— start Given passage —

2015-10-05 19:33 GMT+01:00 Mark Engelberg <mark.engelb...@gmail.com>:
> You're not using the combinatorics library as efficiently as you could be.
> Here's the best strategy for generating all the team combinations with the
> same number of players:
>
> Case 1: Even number of players.
> Let's call the first player "A".  "A" is going to be assigned to a team.  To
> avoid duplication, we want to find all the team combinations that will
> include player "A".  Then we can figure out the opposing team in each case
> by simply subtracting the team with player "A" from the total set of
> players.  Compare their skill sets as you did in your code.

Yes I came up with the same idea in the end, this is the code that does that.

(defn list-teams-combo [players]
  "List all the possible team combinations"
  (let [players-count (count players)
        size (/ (combo/count-combinations players 2) 2)
        team-size (/ (count players) 2)]

    (for [team1 (take size (combo/combinations players team-size))]
      (list team1 (into () (clojure.set/difference (set players) team1))))))

For how combinations work also the nice thing is that I can just go
until the middle so this seems to work well :)

>
> So to get the teams with player A, you simply add in A to all the (n/2)-1
> size subsets of (rest players).
>
> Case 2: Odd number of players.
> Add player A to all the (n-1)/2 and (n-1)/2-1 subsets of (rest players).
>
> This should be substantially more efficient than your strategy involving
> permutations.
>
> Furthermore, you are essentially reducing the players down to a single skill
> value.  Your code code be even more efficient if you just work with the
> final skill values directly, because combinatorics uses a more efficient
> strategy when it sees duplicate values; if two players have the same skill
> value, there's no real reason to view them as distinct.  Get two balanced
> sets of skill values and then match them back up with the players at the
> end.

— end Given passage —

=== Tasks to carry out ===
• A. From the team-combinations email, set down the part that opens with the words containing "For how combinations" and closes with "(n-1)/2-1 subsets of (rest players).".
• B. Answer these questions from the team-combinations email:
(i) What name is given to the first player in Case 1?
(ii) For an odd number of players, which sizes of subsets of (rest players) is player A added to?
(iii) What is the name of the function defined in the code?
• C. Continue the team-combinations email from the point where it stops.
The lines that come after the team-combinations email have no connection to it.

— start Entries supplied —

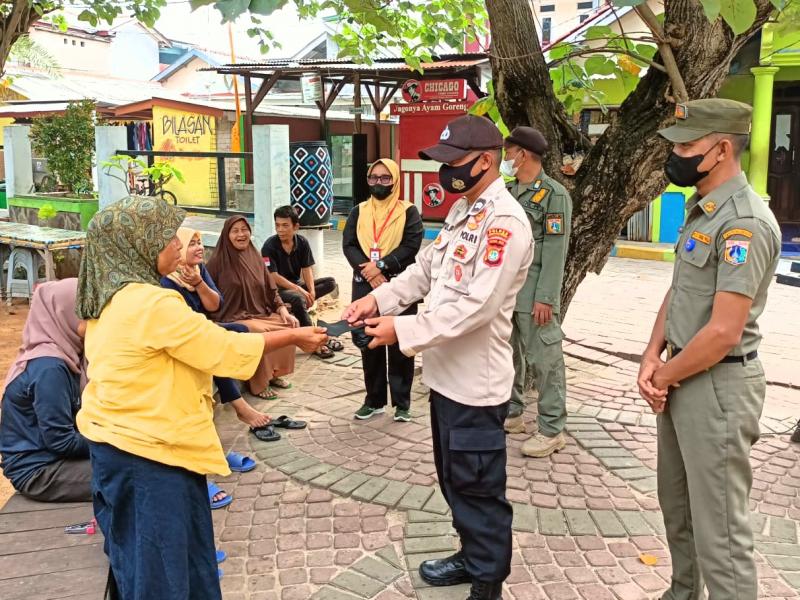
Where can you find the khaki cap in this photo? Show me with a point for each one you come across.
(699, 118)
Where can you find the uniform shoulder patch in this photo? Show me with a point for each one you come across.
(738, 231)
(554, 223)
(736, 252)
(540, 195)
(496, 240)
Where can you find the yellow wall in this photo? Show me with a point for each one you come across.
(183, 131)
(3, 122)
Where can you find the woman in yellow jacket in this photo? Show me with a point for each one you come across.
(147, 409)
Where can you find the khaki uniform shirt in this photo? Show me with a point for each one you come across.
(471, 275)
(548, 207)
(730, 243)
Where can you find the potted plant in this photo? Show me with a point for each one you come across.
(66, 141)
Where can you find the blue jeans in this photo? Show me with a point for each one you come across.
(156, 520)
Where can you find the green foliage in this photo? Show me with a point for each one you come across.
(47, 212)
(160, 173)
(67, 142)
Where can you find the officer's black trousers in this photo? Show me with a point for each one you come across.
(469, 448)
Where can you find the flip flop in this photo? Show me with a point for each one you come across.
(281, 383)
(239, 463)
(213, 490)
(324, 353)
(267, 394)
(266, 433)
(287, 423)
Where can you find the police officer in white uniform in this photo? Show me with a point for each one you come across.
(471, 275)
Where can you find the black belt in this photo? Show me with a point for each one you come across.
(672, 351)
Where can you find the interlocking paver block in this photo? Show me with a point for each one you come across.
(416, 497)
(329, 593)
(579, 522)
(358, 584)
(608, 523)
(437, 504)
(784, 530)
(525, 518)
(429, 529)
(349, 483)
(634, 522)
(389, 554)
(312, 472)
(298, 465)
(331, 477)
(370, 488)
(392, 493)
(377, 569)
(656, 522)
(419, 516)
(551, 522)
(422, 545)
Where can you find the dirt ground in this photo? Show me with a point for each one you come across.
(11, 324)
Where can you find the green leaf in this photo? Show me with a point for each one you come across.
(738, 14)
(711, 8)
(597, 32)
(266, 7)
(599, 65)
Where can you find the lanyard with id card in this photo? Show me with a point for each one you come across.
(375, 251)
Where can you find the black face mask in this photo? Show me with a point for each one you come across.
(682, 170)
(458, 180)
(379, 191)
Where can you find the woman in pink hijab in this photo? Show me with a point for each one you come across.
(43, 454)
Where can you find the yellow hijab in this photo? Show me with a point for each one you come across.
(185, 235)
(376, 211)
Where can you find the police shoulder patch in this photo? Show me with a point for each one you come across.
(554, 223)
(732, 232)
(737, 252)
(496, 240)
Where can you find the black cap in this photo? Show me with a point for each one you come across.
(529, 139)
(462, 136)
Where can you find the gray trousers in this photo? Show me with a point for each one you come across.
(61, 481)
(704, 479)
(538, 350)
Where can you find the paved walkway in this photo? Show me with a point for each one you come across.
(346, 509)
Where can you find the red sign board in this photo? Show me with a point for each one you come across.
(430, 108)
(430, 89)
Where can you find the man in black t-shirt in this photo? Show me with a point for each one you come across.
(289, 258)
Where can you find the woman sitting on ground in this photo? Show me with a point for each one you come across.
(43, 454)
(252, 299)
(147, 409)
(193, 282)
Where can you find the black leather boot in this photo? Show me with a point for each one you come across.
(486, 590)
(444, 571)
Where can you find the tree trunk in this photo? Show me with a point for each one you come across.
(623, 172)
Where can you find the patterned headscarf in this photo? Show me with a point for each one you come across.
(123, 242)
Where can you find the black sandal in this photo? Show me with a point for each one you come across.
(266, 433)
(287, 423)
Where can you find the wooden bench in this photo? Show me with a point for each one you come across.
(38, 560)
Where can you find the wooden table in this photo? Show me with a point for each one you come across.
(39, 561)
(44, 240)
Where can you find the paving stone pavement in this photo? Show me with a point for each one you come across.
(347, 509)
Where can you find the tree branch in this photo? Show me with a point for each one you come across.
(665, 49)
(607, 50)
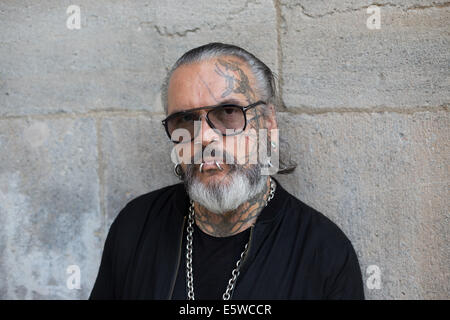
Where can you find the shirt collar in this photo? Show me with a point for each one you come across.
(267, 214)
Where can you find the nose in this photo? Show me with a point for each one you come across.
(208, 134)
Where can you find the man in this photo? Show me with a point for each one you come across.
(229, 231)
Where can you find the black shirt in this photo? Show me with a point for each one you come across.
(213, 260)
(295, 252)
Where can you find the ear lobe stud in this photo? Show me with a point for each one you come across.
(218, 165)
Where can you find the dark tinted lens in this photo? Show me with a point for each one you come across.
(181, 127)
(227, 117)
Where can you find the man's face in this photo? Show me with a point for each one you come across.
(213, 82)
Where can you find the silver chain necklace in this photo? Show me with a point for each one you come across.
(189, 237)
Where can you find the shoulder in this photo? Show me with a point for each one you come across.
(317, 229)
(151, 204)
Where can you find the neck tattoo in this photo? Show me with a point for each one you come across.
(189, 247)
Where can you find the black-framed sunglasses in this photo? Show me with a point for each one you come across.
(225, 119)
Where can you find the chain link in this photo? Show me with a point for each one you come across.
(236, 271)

— end Entries supplied —

=== Responses to the exercise ===
• A.
For how combinations work also the nice thing is that I can just go
until the middle so this seems to work well :)

>
> So to get the teams with player A, you simply add in A to all the (n/2)-1
> size subsets of (rest players).
>
> Case 2: Odd number of players.
> Add player A to all the (n-1)/2 and (n-1)/2-1 subsets of (rest players).

• B.
(i) "A"
(ii) The (n-1)/2 and (n-1)/2-1 subsets
(iii) list-teams-combo

• C.
Yeah well about that I realized that during the possible teams generation
I don't need to carry around all the values, all I care about is the
name of the player.
The final skill value can be computed later anyway once I have all possible
teams selections..

>
>
> Beyond this brute force strategy, it would be interesting to model this
> problem using the Clojure library "loco", which can optimize using a
> branch-and-bound strategy which is more efficient than trying every possible
> combination.  (I can provide an example of that if you are interested).
> Loco can also take a timeout at which it will return the best thing it has
> found so far.

Yes that would be interesting sure I'll give a look.

>
> Another route is to use Clojure to generate a model to be passed into a
> mixed-integer optimization solver.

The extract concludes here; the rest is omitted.